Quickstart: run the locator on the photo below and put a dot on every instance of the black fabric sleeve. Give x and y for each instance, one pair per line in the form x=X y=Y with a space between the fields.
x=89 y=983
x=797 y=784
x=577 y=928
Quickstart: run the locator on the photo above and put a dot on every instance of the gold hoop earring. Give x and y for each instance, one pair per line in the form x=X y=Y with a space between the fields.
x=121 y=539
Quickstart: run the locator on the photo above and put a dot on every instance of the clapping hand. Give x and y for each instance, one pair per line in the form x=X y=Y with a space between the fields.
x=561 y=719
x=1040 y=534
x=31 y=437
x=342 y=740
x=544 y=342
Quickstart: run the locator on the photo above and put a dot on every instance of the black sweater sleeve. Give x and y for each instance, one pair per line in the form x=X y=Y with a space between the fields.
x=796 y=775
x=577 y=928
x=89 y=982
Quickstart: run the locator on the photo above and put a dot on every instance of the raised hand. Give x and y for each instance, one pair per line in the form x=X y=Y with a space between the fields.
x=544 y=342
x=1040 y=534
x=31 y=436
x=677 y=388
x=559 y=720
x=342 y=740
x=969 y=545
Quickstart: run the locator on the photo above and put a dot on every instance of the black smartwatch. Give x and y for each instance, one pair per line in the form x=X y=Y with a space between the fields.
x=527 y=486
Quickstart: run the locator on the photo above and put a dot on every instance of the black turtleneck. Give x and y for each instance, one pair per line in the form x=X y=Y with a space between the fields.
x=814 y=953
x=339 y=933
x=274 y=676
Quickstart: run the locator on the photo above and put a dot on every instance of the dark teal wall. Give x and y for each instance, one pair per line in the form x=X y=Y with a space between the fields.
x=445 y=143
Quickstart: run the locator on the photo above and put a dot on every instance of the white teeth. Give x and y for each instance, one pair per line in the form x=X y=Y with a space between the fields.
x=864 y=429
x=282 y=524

Task directions:
Copy out, exactly as written, the line that contains "of the white" along with every line that comes after it in the material above, and nothing else.

Solution to the problem:
Quickstart: run the locator on the photo above and put a dot on every instance of the white teeth. Give x and y for each instance, one pair per line in the form x=X y=Y with a space between the fields.
x=864 y=429
x=282 y=524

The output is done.